Written request: Render all of the records below as a numbered list of their lines, skipping blank lines and leaving the pictures out.

Source material:
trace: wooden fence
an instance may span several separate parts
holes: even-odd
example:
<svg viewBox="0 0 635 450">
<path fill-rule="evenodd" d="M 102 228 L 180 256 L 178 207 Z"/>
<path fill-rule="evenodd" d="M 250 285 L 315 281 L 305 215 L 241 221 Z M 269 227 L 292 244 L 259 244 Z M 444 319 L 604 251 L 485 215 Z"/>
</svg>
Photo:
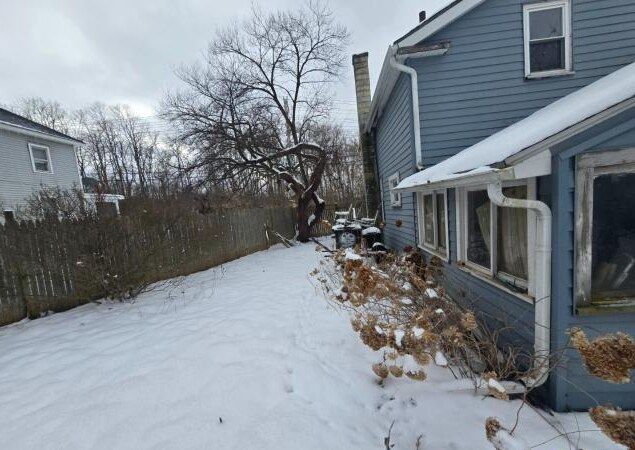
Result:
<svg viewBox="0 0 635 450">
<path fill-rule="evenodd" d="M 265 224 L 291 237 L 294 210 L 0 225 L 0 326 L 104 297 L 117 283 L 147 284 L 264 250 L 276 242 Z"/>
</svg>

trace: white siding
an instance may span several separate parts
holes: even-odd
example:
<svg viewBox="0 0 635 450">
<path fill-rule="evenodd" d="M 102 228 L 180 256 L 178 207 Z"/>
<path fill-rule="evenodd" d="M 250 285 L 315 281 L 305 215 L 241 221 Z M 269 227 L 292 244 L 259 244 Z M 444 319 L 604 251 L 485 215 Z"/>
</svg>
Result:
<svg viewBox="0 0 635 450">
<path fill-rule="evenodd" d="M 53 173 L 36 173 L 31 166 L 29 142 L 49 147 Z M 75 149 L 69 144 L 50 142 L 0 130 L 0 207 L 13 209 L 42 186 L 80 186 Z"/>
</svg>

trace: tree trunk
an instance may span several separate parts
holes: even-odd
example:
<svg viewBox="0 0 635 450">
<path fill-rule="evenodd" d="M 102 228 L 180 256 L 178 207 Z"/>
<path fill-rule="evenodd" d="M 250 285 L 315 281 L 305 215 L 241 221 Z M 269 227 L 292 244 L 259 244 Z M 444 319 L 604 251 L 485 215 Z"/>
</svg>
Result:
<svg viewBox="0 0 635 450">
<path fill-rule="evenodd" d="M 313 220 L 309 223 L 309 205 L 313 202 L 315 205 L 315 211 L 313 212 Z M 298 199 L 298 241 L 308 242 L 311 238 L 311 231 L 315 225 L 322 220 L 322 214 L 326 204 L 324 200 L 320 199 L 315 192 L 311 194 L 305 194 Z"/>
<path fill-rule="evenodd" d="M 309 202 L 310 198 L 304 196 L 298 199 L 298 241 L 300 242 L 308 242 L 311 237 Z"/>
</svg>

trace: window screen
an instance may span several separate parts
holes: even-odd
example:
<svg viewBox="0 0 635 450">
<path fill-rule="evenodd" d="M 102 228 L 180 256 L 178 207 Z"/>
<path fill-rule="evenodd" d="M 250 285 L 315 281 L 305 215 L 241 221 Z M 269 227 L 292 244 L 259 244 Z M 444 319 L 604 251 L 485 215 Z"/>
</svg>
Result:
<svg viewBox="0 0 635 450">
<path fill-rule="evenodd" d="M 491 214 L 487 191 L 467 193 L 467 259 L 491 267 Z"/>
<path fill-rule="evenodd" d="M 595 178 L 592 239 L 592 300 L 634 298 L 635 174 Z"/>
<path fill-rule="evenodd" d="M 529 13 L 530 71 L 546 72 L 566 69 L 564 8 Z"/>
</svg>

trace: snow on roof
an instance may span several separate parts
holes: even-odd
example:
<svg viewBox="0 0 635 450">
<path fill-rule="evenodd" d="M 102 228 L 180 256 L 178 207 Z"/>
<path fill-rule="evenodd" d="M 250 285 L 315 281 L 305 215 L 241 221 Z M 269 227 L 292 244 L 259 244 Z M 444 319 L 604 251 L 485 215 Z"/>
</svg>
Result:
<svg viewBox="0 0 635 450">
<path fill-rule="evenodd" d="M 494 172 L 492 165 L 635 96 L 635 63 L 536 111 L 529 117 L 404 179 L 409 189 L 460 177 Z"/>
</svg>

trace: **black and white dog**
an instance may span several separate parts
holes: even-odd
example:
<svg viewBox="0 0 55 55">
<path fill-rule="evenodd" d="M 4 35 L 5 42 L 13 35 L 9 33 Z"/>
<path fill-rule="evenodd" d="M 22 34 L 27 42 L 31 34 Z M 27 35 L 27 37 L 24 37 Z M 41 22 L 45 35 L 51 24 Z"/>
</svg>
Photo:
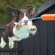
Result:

The reply:
1. trace: wooden fence
2. an instance may span several separate parts
3. holes: even-odd
4. example:
5. <svg viewBox="0 0 635 450">
6. <path fill-rule="evenodd" d="M 102 228 L 180 256 L 178 207 Z"/>
7. <path fill-rule="evenodd" d="M 250 285 L 315 281 L 305 215 L 241 221 Z M 269 227 L 292 244 L 259 244 Z M 444 319 L 604 251 L 485 215 Z"/>
8. </svg>
9. Photo:
10. Result:
11. <svg viewBox="0 0 635 450">
12. <path fill-rule="evenodd" d="M 265 224 L 291 237 L 294 210 L 0 225 L 0 326 L 104 297 L 117 283 L 147 284 L 264 250 L 276 242 Z"/>
13. </svg>
14. trace: white siding
15. an instance may span several separate parts
16. holes: even-odd
17. example:
18. <svg viewBox="0 0 635 450">
19. <path fill-rule="evenodd" d="M 102 228 L 180 256 L 178 207 Z"/>
20. <path fill-rule="evenodd" d="M 250 285 L 315 281 L 305 215 L 241 221 Z M 269 227 L 292 244 L 259 244 Z M 444 319 L 604 251 L 485 215 Z"/>
21. </svg>
22. Result:
23. <svg viewBox="0 0 635 450">
24. <path fill-rule="evenodd" d="M 53 173 L 36 173 L 31 166 L 29 142 L 49 147 Z M 75 149 L 69 144 L 50 142 L 0 130 L 0 207 L 13 209 L 42 186 L 80 186 Z"/>
25. </svg>
26. trace: tree trunk
27. an instance may span several separate parts
28. holes: even-odd
29. example:
30. <svg viewBox="0 0 635 450">
31. <path fill-rule="evenodd" d="M 102 228 L 180 256 L 178 207 Z"/>
32. <path fill-rule="evenodd" d="M 250 285 L 315 281 L 305 215 L 241 221 Z M 269 227 L 292 244 L 259 244 Z M 444 319 L 604 251 L 485 215 Z"/>
33. </svg>
34. Result:
35. <svg viewBox="0 0 635 450">
36. <path fill-rule="evenodd" d="M 313 220 L 309 223 L 309 205 L 313 202 L 315 205 L 315 211 L 313 212 Z M 298 199 L 298 241 L 308 242 L 311 238 L 311 231 L 315 225 L 322 220 L 322 214 L 326 204 L 324 200 L 320 199 L 315 192 L 311 194 L 305 194 Z"/>
37. <path fill-rule="evenodd" d="M 309 202 L 310 198 L 304 196 L 298 199 L 298 241 L 300 242 L 308 242 L 311 237 Z"/>
38. </svg>
39. trace: window screen
40. an instance may span several separate parts
41. holes: even-odd
42. example:
43. <svg viewBox="0 0 635 450">
44. <path fill-rule="evenodd" d="M 102 228 L 180 256 L 178 207 Z"/>
45. <path fill-rule="evenodd" d="M 250 285 L 315 281 L 305 215 L 241 221 Z M 269 227 L 292 244 L 259 244 Z M 444 319 L 604 251 L 485 215 Z"/>
46. </svg>
47. Result:
48. <svg viewBox="0 0 635 450">
49. <path fill-rule="evenodd" d="M 491 214 L 487 191 L 467 193 L 467 259 L 491 267 Z"/>
50. <path fill-rule="evenodd" d="M 595 178 L 592 239 L 592 300 L 634 298 L 635 174 Z"/>
51. <path fill-rule="evenodd" d="M 529 13 L 530 71 L 546 72 L 566 69 L 564 8 Z"/>
52. </svg>
53. trace: snow on roof
54. an instance may span several separate parts
55. holes: even-odd
56. example:
57. <svg viewBox="0 0 635 450">
58. <path fill-rule="evenodd" d="M 102 228 L 180 256 L 178 207 Z"/>
59. <path fill-rule="evenodd" d="M 250 285 L 315 281 L 305 215 L 241 221 Z M 269 227 L 292 244 L 259 244 Z M 444 319 L 604 251 L 485 215 Z"/>
60. </svg>
61. Result:
62. <svg viewBox="0 0 635 450">
63. <path fill-rule="evenodd" d="M 494 172 L 492 165 L 635 96 L 635 63 L 536 111 L 529 117 L 404 179 L 409 189 L 460 177 Z"/>
64. </svg>
65. trace: **black and white dog**
66. an instance may span several separate parts
67. holes: even-odd
68. example:
69. <svg viewBox="0 0 55 55">
70. <path fill-rule="evenodd" d="M 4 35 L 5 42 L 13 35 L 9 33 Z"/>
71. <path fill-rule="evenodd" d="M 22 34 L 27 42 L 31 34 Z M 27 35 L 27 37 L 24 37 Z M 41 22 L 45 35 L 51 24 Z"/>
72. </svg>
73. Photo:
74. Result:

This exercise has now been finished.